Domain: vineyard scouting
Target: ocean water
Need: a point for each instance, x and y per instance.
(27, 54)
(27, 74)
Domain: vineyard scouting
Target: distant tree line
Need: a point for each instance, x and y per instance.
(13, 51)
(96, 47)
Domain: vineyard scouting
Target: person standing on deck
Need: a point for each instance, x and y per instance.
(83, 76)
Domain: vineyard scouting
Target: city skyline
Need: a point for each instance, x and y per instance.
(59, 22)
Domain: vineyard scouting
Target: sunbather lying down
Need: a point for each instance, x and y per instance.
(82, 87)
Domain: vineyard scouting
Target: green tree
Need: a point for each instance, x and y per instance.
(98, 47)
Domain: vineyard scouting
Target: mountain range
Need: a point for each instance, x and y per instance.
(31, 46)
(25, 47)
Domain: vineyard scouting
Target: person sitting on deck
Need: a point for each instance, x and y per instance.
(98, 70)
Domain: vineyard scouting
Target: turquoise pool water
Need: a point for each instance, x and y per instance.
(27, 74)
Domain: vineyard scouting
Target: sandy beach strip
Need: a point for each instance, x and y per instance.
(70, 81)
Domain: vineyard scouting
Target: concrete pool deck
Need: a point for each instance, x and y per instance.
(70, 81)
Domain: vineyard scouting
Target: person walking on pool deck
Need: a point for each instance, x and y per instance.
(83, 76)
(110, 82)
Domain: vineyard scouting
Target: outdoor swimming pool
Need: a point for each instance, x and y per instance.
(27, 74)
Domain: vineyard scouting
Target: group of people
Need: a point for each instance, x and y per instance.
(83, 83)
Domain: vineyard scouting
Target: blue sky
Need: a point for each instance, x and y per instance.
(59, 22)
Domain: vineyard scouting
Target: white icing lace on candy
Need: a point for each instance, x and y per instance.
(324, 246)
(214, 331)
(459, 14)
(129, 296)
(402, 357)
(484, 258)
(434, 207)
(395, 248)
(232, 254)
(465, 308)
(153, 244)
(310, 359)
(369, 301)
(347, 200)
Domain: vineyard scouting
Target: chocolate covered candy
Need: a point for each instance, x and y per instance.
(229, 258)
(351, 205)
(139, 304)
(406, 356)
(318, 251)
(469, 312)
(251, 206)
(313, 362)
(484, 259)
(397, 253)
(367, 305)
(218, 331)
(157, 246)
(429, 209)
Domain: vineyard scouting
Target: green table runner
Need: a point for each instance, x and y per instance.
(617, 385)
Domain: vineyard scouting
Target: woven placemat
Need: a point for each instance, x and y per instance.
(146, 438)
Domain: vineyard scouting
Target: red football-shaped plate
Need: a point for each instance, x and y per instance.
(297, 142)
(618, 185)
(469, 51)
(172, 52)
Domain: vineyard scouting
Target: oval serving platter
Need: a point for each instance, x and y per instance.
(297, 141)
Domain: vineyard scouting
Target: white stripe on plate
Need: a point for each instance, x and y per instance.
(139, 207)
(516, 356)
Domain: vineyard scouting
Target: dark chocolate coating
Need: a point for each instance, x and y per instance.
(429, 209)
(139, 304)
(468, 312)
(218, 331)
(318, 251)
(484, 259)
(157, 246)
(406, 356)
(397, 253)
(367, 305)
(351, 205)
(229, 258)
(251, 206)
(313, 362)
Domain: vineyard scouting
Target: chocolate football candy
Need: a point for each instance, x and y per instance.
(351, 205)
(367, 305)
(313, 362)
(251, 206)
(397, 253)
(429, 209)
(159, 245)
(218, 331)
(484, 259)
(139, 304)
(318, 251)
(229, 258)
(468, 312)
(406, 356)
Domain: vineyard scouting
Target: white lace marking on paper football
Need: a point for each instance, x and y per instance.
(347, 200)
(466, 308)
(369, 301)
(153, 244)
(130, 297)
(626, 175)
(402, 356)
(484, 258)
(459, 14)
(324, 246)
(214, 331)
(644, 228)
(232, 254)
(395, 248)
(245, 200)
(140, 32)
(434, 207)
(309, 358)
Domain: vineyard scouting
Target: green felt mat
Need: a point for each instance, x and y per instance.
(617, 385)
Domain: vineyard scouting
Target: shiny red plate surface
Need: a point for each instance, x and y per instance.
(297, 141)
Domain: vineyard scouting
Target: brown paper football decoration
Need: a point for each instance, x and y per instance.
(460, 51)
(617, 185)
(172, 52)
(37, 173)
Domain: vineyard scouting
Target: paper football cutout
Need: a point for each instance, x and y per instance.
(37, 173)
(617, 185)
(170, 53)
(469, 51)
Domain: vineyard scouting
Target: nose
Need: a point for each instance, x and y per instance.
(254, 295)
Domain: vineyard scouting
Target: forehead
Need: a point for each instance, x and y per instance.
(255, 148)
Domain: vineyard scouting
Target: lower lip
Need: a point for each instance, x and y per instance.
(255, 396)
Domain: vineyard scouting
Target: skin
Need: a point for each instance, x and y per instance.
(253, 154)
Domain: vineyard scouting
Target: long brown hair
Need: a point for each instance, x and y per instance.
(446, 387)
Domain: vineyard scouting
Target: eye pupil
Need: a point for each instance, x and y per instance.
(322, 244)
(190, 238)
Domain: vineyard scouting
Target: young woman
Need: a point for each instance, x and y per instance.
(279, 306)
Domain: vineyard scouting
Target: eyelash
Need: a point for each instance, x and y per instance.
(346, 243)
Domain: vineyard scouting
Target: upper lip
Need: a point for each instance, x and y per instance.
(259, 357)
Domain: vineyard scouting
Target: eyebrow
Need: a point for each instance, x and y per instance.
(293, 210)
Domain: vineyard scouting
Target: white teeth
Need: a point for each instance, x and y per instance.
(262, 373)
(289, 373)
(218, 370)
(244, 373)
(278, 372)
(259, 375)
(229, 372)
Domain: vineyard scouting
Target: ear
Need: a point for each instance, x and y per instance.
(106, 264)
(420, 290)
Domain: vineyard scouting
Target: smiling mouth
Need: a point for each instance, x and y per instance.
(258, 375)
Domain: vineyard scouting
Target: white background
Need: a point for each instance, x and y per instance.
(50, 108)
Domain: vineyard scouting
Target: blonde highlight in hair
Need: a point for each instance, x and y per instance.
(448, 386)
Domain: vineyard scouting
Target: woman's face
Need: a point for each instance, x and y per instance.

- **What you will do**: Which lines of the records above contain the word "white"? Report each one in full.

- **Task output**:
Target: white icing lace on candy
Target: white stripe on plate
Target: white lace marking on paper football
Target: white teeth
Target: white background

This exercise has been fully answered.